▶ _Assigned task A_: In the passage on soil data collection, how many points were distributed using the cLHS algorithm?
▶ _Assigned task B_: Extend the passage on soil data collection, picking up after its final sentence.

Text block Start Marker

2.2. Data Collection

An extended data collection excursion took place during the summer of 2021, in three pilot regions of Cyprus, three in Lithuania, and one in Greece (Figure 2). Their total extent is about 25 km2 and 280 points were distributed according to the conditional Latin hypercube selection (cLHS) [22] algorithm which was applied as follows: A three-year-long Sentinel-2 time-series was shaped for each pilot area, containing pixels corresponding to cultivated land that was bare [23] at the time of the image capture, i.e., no vegetation or other plant materials are present. The followed approach is described by Castaldi et al. [24] and according to whom the pixels of cloud-free images were masked based on spectral indices of the normalized difference vegetation index (NDVI) at less than 0.25, the normalized burn ratio 2 (NBR2) at less than 0.075, and B3 > B2 and B2 > B1 (where B represents the Sentinel-2 band). The Sentinel-2 multi-temporal values of each bare soil instance were converted to a bare soil composite by calculating the median value of each pixel. The feature space of the resulting dataset was expanded with ancillary information containing topographical and physicochemical properties of open source datasets which are a NASA SRTM digital elevation model [25] and ISRIC soil grids SOC content and soil texture [26]. Then, the cLHS algorithm was applied to define the pixels corresponding to locations that will be used for the field visits from where the topsoil spectra were collected with the use of the portable spectrometer, while an amount of topsoil was collected for physical and chemical analyses.

Text block End Marker
Information Start Marker

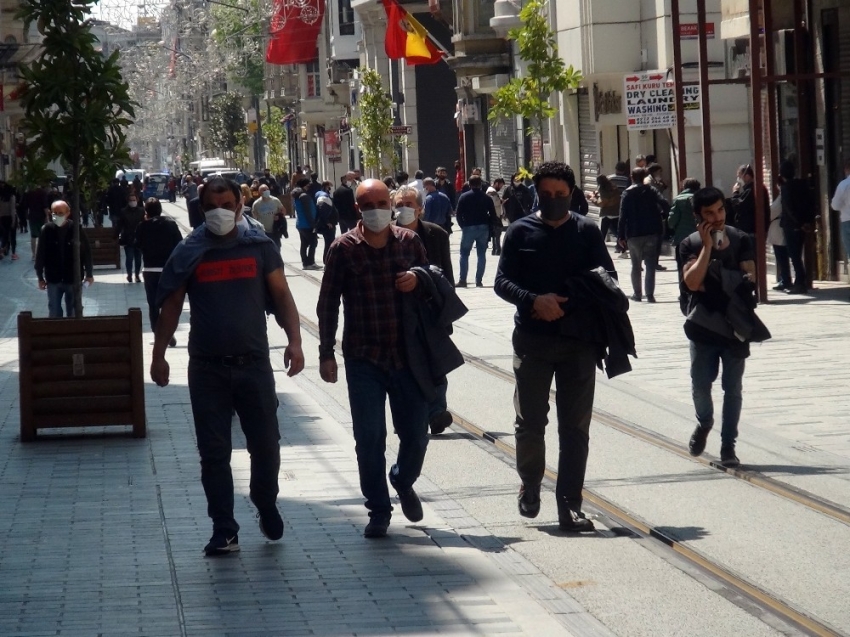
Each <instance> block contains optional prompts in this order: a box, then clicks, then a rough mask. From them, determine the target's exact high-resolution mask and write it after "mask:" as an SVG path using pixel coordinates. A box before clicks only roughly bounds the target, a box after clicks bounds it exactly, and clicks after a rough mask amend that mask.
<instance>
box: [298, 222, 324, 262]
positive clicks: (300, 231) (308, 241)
mask: <svg viewBox="0 0 850 637" xmlns="http://www.w3.org/2000/svg"><path fill="white" fill-rule="evenodd" d="M298 234H299V235H301V265H303V266H308V265H313V264H314V263H316V246H317V245H319V236H318V235H317V234H316V233H315V232H314V231H312V230H301V229H299V230H298Z"/></svg>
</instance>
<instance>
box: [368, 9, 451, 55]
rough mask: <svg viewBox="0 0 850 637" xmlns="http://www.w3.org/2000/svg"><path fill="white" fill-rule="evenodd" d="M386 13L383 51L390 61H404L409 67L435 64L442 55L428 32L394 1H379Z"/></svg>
mask: <svg viewBox="0 0 850 637" xmlns="http://www.w3.org/2000/svg"><path fill="white" fill-rule="evenodd" d="M381 2H382V3H383V5H384V10H385V11H386V12H387V34H386V37H385V39H384V49H385V50H386V52H387V57H388V58H390V59H391V60H401V59H404V60H405V61H406V62H407V63H408V64H409V65H411V66H413V65H415V64H436V63H437V62H439V61H440V60H442V59H443V53H442V51H440V49H438V48H437V46H436V45H435V44H434V43H433V42H432V41H431V39H430V38H429V37H428V31H427V30H426V29H425V27H423V26H422V25H421V24H420V23H419V21H418V20H417V19H416V18H414V17H413V16H412V15H410V13H408V12H407V10H406V9H404V8H403V7H402V6H400V5H399V4H398V3H397V2H396V1H395V0H381Z"/></svg>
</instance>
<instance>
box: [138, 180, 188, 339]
mask: <svg viewBox="0 0 850 637" xmlns="http://www.w3.org/2000/svg"><path fill="white" fill-rule="evenodd" d="M182 240H183V235H182V234H181V233H180V228H178V227H177V223H176V222H175V221H174V220H173V219H169V218H167V217H163V216H162V204H161V203H160V202H159V200H158V199H155V198H154V197H151V198H150V199H148V200H147V201H146V202H145V220H144V221H142V222H141V223H140V224H139V225H138V227H137V228H136V237H135V244H136V247H137V248H138V249H139V251H140V252H141V253H142V259H143V260H144V267H143V268H142V276H143V277H144V280H145V296H147V299H148V316H149V317H150V321H151V331H152V332H156V322H157V320H158V319H159V307H157V305H156V290H157V287H158V286H159V278H160V276H161V275H162V268H163V267H165V263H166V262H167V261H168V257H170V256H171V253H172V252H173V251H174V248H176V247H177V244H179V243H180V242H181V241H182ZM168 345H169V347H175V346H176V345H177V340H176V339H175V338H174V337H173V336H172V337H171V340H170V341H169V342H168Z"/></svg>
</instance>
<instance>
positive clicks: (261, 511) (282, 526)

Information End Marker

▶ _Task answer A_: 280 points.

▶ _Task answer B_:
2.3. Chemical Analyses

For the sampled soil, in addition to the spectral analyses, chemical analyses were performed as well, and more concretely, 40 topsoil (0–20 cm) physical samples were collected from each region, amounting to 280 samples, that were analyzed for the determination of the following physical and chemical properties:
  • Texture (Sand, Silt, and Clay—%);
  • Soil organic carbon content (SOC—%);
  • pH;
  • Calcium carbonates (CaCO3—g/kg).
Soil texture was determined using the Bouyoucos hydrometer method [27], the SOC content was measured with the Walkley–Black method [28], and soil acidity was measured as pH, the values of which were determined through the saturated paste extract method [29], while the concentration of CaCO3 was measured with the use of a calcimeter.

2.4. Spectral Analyses

2.4.1. Spectral Measurements

The samples were transferred to the laboratory and were pretreated, meaning that they were air-dried naturally and then passed through a 2 mm sieve. Then, they were placed inside a completely opaque “dark box” with two 75 W tungsten lamps, and were measured at laboratory conditions with the analytical benchtop spectrometer which operates at the spectral region of 350 to 2500 nm. To ensure that the produced SSL is reusable and compatible with existing open SSLs, the measuring protocol proposed by Ben-Dor et al. [30] was used, which is also in accordance with the protocol that the GEO-Cradle regional SSL developed. More specifically, standardization was applied with the use of two ISSs, Wiley Bay (WB) and Lucky Bay (LB), adopting the idea from Pimstein et al. [20], suggesting that to minimize systematic deviations between laboratories, the notion of internal standards of wet chemistry can be transferred to soils.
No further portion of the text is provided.